■ **GIVEN REQUEST**
Count the lines in the items below that contain the string "trunk", treating uppercase and lowercase as different. Reply with the number alone.

Data records
════════════════
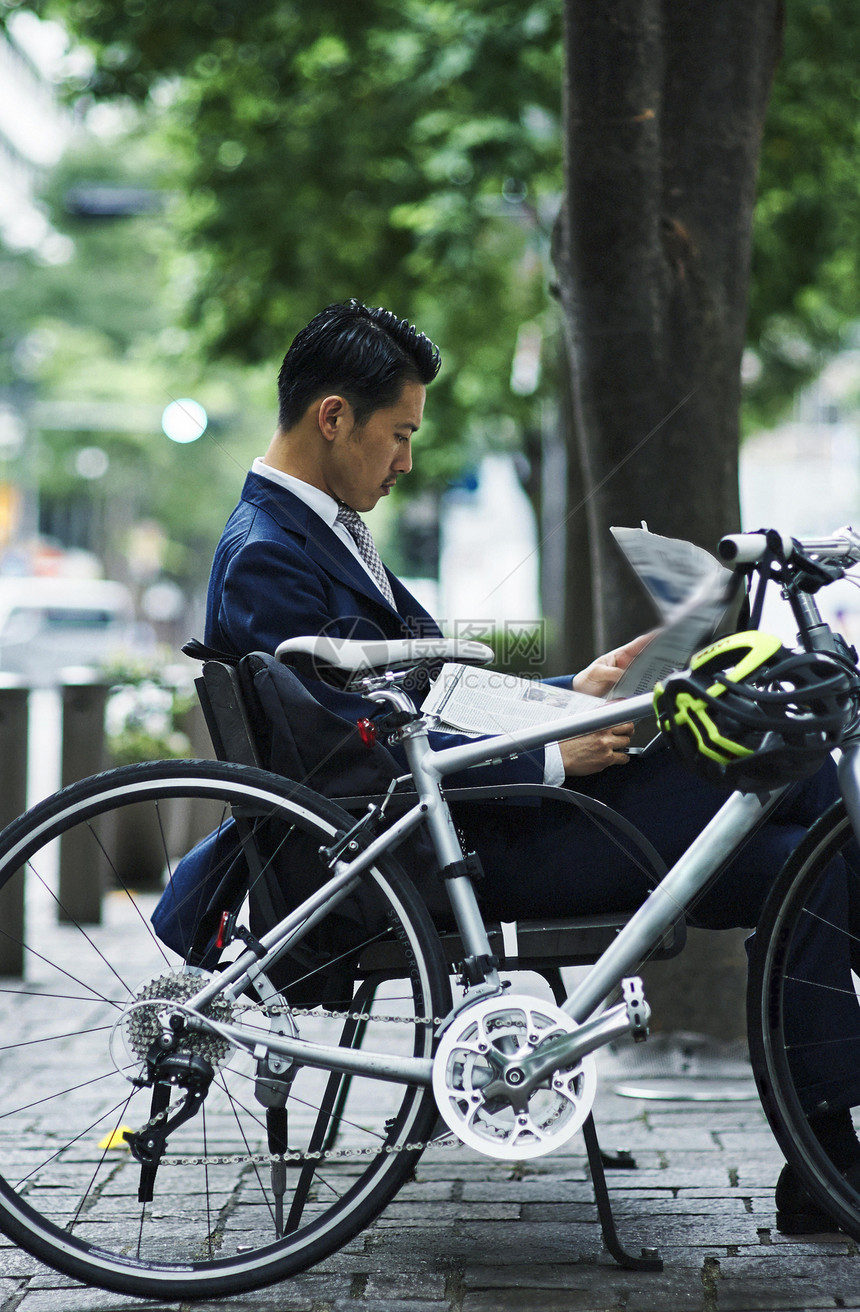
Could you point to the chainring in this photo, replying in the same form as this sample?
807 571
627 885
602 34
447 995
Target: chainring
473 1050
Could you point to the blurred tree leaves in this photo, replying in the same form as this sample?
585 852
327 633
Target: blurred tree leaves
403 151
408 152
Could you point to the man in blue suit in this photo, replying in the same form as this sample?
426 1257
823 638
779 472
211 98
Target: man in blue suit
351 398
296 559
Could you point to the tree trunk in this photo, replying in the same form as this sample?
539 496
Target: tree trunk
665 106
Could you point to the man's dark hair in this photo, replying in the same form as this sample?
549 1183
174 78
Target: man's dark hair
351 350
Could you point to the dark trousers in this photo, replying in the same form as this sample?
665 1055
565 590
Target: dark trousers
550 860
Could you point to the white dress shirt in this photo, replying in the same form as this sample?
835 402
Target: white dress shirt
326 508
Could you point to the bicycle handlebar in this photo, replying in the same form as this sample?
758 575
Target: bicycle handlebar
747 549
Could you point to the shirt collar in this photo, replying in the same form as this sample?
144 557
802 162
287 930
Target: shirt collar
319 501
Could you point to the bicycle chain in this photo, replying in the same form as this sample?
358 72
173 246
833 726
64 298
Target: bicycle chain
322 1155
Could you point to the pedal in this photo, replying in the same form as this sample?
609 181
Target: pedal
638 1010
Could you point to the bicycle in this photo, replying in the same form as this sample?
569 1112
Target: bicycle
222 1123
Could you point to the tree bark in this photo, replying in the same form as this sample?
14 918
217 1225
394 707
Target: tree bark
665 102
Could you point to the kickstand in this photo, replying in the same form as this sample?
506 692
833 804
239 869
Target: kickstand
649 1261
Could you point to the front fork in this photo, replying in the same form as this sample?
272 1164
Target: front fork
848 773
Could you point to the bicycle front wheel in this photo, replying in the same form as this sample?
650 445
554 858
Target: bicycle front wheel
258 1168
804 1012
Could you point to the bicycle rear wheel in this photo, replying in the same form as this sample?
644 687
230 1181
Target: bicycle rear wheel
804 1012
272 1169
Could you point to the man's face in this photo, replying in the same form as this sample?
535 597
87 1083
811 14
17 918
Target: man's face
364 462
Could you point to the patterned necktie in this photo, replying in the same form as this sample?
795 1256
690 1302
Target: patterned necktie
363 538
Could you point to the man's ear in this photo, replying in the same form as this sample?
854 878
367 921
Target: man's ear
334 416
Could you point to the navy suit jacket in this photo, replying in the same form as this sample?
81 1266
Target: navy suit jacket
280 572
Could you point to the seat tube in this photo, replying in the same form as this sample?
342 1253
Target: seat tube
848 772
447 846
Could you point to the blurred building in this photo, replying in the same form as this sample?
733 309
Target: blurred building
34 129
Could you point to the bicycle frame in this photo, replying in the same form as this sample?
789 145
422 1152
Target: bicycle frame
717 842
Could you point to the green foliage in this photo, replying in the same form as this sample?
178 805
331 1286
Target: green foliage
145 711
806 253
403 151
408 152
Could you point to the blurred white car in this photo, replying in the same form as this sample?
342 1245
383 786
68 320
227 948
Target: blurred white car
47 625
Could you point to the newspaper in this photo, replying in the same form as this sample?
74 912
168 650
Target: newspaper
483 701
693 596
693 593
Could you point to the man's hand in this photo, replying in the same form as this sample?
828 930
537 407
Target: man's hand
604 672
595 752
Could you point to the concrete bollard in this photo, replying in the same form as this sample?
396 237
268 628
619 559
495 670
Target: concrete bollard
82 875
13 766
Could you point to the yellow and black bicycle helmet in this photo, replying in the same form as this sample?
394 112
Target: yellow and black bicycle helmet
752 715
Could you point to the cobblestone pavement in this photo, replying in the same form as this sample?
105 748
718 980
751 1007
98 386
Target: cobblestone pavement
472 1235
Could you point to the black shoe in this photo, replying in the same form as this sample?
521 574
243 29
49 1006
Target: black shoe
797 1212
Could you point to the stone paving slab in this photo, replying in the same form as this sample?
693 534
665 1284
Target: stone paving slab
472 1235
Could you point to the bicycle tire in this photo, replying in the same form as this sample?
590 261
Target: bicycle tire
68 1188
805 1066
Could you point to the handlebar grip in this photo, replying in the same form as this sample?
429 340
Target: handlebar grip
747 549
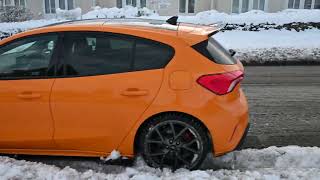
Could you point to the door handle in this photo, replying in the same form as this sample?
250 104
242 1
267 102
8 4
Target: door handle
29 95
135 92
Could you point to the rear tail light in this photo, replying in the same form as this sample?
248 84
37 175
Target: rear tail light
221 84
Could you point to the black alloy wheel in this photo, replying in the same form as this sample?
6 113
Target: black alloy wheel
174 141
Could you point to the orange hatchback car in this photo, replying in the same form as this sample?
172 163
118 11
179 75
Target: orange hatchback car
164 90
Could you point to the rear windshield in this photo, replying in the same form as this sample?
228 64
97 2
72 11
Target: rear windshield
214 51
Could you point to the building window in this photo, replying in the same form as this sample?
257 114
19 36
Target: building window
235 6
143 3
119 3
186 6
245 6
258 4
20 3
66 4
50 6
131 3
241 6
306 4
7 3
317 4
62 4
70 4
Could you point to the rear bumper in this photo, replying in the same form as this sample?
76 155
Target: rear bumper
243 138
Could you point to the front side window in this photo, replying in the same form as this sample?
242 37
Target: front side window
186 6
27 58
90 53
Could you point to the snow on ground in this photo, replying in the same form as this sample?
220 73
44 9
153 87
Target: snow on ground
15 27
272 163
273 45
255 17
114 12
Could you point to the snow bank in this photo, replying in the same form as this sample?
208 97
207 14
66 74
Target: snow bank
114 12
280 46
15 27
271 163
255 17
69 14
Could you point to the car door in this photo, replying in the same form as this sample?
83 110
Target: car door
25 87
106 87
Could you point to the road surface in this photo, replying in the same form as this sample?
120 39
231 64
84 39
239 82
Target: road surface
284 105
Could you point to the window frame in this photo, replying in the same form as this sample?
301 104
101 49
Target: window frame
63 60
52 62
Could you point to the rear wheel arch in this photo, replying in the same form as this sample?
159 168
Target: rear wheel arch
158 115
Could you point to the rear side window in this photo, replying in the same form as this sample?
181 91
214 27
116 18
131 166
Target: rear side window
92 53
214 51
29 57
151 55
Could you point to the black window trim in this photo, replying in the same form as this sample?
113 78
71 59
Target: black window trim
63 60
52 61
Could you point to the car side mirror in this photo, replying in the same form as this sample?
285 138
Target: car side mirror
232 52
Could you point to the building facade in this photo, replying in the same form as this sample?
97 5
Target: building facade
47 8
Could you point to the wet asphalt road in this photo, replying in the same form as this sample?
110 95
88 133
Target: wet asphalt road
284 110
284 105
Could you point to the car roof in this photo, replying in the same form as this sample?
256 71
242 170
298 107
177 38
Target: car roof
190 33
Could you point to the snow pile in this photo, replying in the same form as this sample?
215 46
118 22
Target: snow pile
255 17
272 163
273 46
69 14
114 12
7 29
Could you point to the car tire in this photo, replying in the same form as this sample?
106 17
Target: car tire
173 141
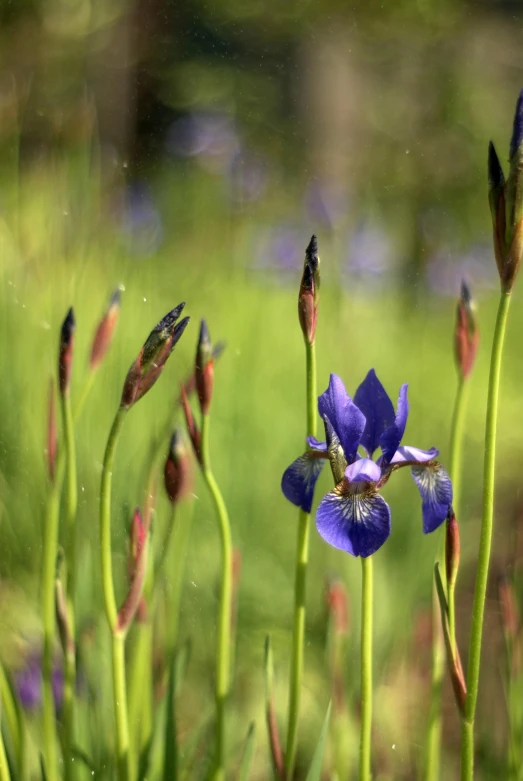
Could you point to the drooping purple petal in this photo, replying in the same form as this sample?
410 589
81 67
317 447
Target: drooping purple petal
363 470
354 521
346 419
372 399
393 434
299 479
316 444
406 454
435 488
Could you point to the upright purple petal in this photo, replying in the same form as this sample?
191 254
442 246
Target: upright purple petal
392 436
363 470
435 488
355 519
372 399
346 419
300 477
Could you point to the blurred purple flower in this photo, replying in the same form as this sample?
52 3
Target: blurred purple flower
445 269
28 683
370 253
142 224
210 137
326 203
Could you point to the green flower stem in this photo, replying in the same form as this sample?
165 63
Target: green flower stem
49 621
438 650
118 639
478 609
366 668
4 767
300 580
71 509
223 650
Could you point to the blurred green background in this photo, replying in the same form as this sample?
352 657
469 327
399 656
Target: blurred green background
════════════════
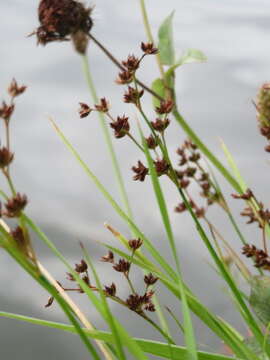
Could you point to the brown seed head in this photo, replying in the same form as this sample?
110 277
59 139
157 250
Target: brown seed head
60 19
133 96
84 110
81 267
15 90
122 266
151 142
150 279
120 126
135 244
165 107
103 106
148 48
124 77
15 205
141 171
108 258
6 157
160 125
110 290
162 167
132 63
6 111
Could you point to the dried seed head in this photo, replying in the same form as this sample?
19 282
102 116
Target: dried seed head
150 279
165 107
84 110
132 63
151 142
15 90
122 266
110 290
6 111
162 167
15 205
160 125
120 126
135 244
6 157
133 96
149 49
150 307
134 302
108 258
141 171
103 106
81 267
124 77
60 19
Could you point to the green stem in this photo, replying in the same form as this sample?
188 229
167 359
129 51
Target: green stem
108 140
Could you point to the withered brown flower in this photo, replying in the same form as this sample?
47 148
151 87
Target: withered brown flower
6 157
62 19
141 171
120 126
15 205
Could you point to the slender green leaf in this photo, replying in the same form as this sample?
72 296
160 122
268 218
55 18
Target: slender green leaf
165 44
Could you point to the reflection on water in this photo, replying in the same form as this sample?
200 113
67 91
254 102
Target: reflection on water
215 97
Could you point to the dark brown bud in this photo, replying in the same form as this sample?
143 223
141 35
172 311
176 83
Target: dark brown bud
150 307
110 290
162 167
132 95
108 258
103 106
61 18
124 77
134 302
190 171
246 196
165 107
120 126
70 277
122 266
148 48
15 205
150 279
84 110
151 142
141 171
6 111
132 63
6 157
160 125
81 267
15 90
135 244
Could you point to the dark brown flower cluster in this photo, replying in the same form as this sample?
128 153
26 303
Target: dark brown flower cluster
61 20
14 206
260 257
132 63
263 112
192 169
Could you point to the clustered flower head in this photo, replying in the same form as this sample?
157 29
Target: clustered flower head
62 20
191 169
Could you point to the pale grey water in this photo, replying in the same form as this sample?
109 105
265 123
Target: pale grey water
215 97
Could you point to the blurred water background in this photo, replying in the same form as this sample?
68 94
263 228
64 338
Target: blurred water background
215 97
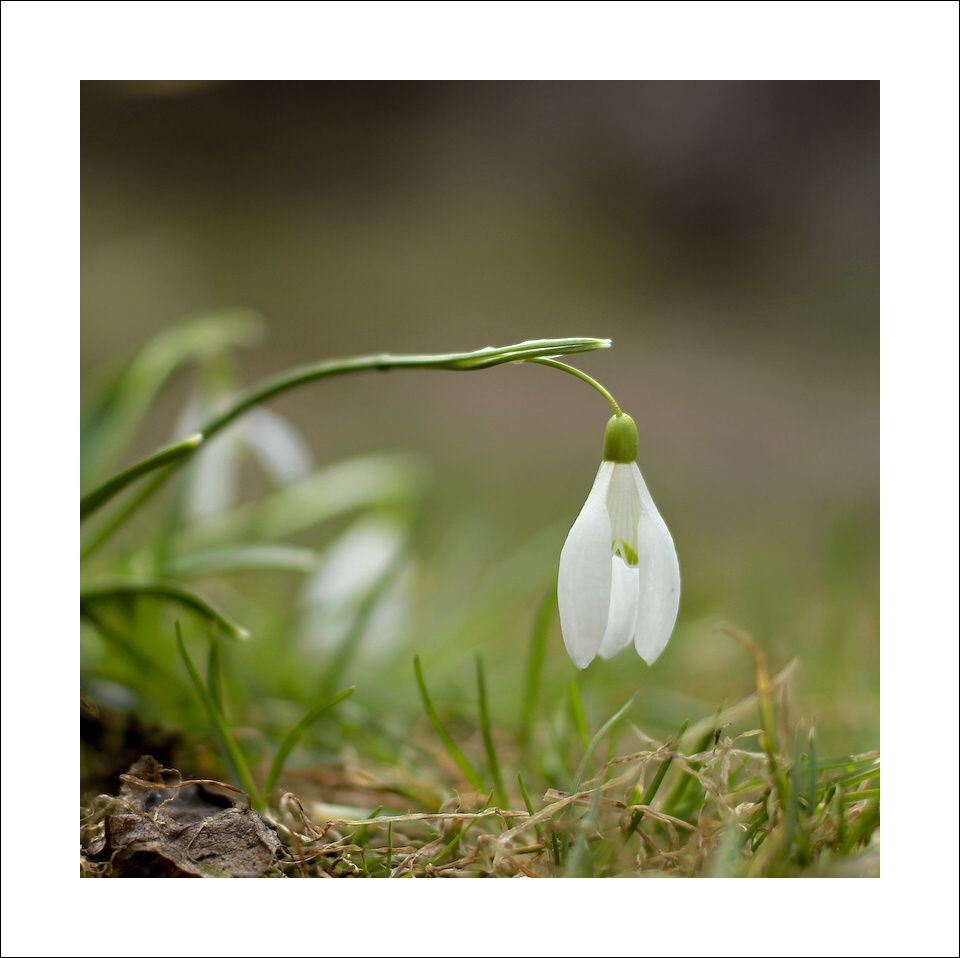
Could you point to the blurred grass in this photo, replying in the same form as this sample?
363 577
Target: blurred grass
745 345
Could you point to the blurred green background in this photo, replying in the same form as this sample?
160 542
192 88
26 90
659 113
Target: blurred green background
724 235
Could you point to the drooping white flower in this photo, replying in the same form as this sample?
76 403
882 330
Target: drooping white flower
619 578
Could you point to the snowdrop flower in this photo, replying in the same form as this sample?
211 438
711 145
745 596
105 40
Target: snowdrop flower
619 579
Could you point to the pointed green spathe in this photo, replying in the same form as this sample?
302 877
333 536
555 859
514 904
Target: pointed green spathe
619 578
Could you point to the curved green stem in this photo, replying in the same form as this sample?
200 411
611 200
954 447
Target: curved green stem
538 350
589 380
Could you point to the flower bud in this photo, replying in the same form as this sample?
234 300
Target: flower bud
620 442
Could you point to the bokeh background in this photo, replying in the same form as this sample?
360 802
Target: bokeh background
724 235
════════════════
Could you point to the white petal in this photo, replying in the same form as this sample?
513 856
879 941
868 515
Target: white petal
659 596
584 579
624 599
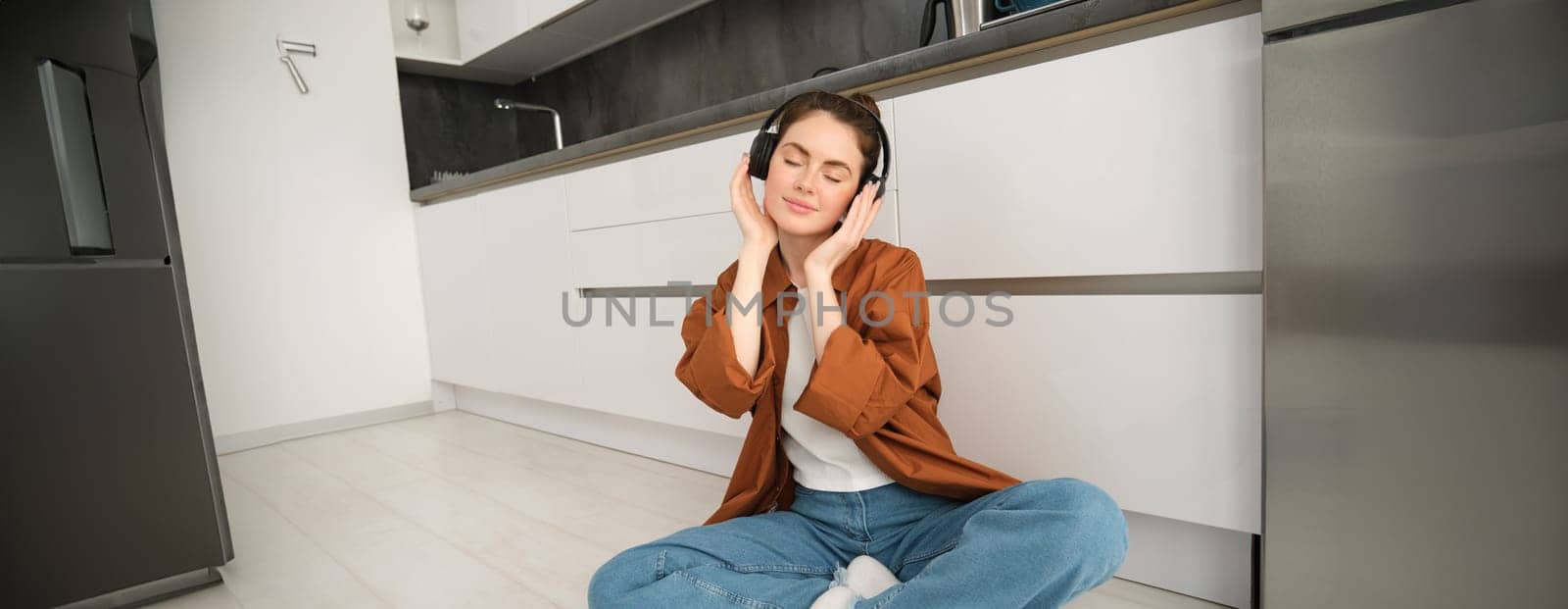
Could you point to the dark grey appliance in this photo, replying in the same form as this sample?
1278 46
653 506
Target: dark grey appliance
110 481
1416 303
════════════════
■ **ANSWER FOR THIS EXERCISE**
2